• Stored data
----------

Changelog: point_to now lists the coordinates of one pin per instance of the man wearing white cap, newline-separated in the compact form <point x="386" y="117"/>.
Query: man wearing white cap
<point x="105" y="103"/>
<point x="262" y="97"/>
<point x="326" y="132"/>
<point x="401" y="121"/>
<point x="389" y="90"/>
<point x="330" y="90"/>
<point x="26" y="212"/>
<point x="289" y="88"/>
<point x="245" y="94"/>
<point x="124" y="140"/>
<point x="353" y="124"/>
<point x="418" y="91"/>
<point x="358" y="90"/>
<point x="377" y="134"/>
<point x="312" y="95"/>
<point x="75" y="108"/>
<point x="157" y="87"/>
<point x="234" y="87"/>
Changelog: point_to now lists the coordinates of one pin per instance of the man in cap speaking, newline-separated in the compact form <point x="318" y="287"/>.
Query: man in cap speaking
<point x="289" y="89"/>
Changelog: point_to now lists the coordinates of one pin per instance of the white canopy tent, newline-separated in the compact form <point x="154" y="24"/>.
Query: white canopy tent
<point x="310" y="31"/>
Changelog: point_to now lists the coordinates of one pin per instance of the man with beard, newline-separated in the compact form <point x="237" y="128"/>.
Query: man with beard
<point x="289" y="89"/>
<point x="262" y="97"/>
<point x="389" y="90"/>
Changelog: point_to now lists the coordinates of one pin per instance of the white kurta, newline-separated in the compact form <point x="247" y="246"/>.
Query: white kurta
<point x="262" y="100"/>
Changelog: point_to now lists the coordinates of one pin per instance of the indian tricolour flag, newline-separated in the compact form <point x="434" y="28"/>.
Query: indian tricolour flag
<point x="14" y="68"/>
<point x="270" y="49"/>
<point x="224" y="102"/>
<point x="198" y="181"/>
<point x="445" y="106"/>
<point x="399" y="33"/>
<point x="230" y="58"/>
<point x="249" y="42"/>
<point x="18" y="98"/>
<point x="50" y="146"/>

----------

• TASK TO CARRY OUT
Rewrite the entries above, replacing every "white cap" with "white hat" and leaving everything else as it is.

• REPLY
Changelog: point_to now lists the coordinates of one pin per instance of the man wearing white hat, newline-separated in the compact form <point x="386" y="117"/>.
Query: man wearing white hat
<point x="105" y="103"/>
<point x="262" y="97"/>
<point x="326" y="132"/>
<point x="401" y="121"/>
<point x="389" y="90"/>
<point x="330" y="90"/>
<point x="26" y="212"/>
<point x="289" y="88"/>
<point x="245" y="94"/>
<point x="124" y="140"/>
<point x="353" y="124"/>
<point x="418" y="91"/>
<point x="358" y="90"/>
<point x="377" y="134"/>
<point x="312" y="95"/>
<point x="75" y="108"/>
<point x="157" y="87"/>
<point x="234" y="87"/>
Changelog: point_to now lists the coordinates of one pin per instance of the man in cap speaking, newline-separated in the compact form <point x="318" y="287"/>.
Query: man in cap speaking
<point x="289" y="89"/>
Changelog: point_to now lists the coordinates of one pin per instance of the white canopy tent, newline-separated in the compact form <point x="154" y="24"/>.
Query: white canopy tent
<point x="310" y="31"/>
Changelog: point_to now lists the coordinates of one pin per instance of the man with beard, newline-separated in the compact form <point x="237" y="128"/>.
Query: man with beard
<point x="289" y="89"/>
<point x="262" y="97"/>
<point x="389" y="90"/>
Changelog: point_to now lists the coordinates of one pin per instance of the white kurta, newline-separated in the compact form <point x="247" y="246"/>.
Query: white kurta
<point x="262" y="100"/>
Changelog: point_to now lists the coordinates of one pin per instance of the indian tricolour flag, newline-separated in the compact form <point x="434" y="28"/>.
Query: indian tricolour flag
<point x="14" y="68"/>
<point x="270" y="49"/>
<point x="224" y="102"/>
<point x="198" y="181"/>
<point x="445" y="106"/>
<point x="399" y="33"/>
<point x="230" y="58"/>
<point x="249" y="42"/>
<point x="18" y="98"/>
<point x="50" y="146"/>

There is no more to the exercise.